Wien. Es ist sozusagen der Parallelfall zu Josef S., also zu jenem deutschen Studenten, der wegen Landfriedensbruchs und anderer Delikte zu zwölf Monaten teilbedingter Haft verurteilt worden war (rechtskräftig ist dieser Spruch allerdings noch immer nicht). So wie S. stand am Montag auch ein gewisser G. aus Wien vor Gericht, weil er im Jänner 2014 bei der Demonstration gegen den von der FPÖ veranstalteten Akademikerball auf die Polizei losgegangen sein soll. Bei G. gab es nun aber keinen Schuld-, sondern einen Freispruch (auch der ist nicht rechtskräftig). Kurioserweise hatte sich selbst die Staatsanwältin von der Anklage (Strafantrag) distanziert.

„Wie es zu diesem Strafantrag kam, weiß ich nicht. Ich habe ihn nicht geschrieben. Ich halte ihn aber aufrecht und beantrage die Anwendung des Gesetzes.“ Dies sagte Staatsanwältin Angelika Fichtinger vor einem erstaunten Publikum im Straflandesgericht Wien.

Sie vertrat die Anklage wegen versuchten Widerstandes gegen die Staatsgewalt – stellvertretend für eine Kollegin. Letztere hatte die Anklage verfasst. Mit der Formel „Anwendung des Gesetzes“ ebnete Fichtinger nun den Weg für einen Freispruch. Diesen, genau genommen einen Freispruch im Zweifel, verhängte dann auch Richterin Michaela Röggla-Weisz. Sie ortete deutliche Widersprüche bei den Zeugenaussagen und auch bei den verschiedenen Zeitangaben durch die Polizei. Auch war jene Stange eines Transparents, mit der G. auf den Arm eines in einer Sperrkette befindlichen Polizisten geschlagen haben soll, nicht sichergestellt worden. Dieser Polizist hatte bei der letzten Verhandlung nicht mehr genau sagen können, ob G. wirklich jener Demonstrant ist, der auf ihn losgegangen war. Er hatte zugegeben, dass das Visier seines Helms leicht angelaufen war und er daher keine freie Sicht hatte.

• Arbeitsauftrag:
Setze den Bericht über den Freispruch nach der Demonstration gegen den Akademikerball im Anschluss an seinen letzten Satz fort. Die Einträge stammen aus einer anderen Quelle.

• Gezeigtes Material:
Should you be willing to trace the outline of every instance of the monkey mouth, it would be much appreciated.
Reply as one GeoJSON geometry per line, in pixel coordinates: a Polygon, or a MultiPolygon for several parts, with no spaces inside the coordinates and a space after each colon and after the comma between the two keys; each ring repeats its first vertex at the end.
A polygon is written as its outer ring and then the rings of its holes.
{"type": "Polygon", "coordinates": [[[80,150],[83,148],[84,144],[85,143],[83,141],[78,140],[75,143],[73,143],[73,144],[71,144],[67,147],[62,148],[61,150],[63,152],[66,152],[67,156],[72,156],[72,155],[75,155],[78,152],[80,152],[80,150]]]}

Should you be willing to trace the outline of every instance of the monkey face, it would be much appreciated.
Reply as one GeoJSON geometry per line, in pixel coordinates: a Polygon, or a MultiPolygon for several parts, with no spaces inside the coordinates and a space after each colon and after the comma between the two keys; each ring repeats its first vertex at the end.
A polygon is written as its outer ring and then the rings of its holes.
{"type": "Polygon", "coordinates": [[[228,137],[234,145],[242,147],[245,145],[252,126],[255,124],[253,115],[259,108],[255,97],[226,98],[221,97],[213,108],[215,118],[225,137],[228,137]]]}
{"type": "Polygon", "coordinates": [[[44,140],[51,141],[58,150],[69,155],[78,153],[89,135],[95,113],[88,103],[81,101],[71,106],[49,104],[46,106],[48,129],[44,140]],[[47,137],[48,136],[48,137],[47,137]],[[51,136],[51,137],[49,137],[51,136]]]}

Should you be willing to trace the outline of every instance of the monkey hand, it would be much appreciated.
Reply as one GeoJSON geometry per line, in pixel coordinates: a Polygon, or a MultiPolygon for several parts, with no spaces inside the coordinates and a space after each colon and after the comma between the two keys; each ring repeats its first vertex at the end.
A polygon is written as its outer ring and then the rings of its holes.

• Gelöste Aufgabe:
Der nunmehr freigesprochene G. war auf Krücken zu der Verhandlung gekommen, weil er nach eigenen Angaben noch immer unter den Folgen der damals erfolgten Festnahme leide. Er sei damals mit den Knien hart am Asphalt aufgekommen. Der Vater des jungen Mannes sagte der „Presse“, sein Sohn nehme deshalb noch heute täglich Medikamente.

Ob es nach der – im Gegensatz zu Anti-Ball-Demonstration 2014 – in diesem Jahr weitgehend gewaltlos verlaufenen Kundgebung erneut zu Strafprozessen, etwa wegen Landfriedensbruchs, kommt, lässt sich derzeit schwer einschätzen. Nach der heurigen Demo, am 30.Jänner, meldete die Polizei (2500 Beamte waren im Einsatz) 54 Festnahmen. Insgesamt seien 150 Anzeigen wegen strafrechtlicher und verwaltungsstrafrechtlicher Tatbestände erstattet worden.

Wie viel bleibt hängen?

Inwieweit diese Bilanz bei der Staatsanwaltschaft Wien Niederschlag findet, konnte Sprecherin Nina Bussek deshalb (noch) nicht sagen, da es kein einheitliches Vorgehen gebe. Theoretisch könnten mehrere Staatsanwälte unabhängig voneinander mit der Aufarbeitung diverser Vorfälle befasst sein. Im Vorjahr hatte die Polizei 700 Personen angezeigt, verhandelt wurde aber nur in wenigen Einzelfällen.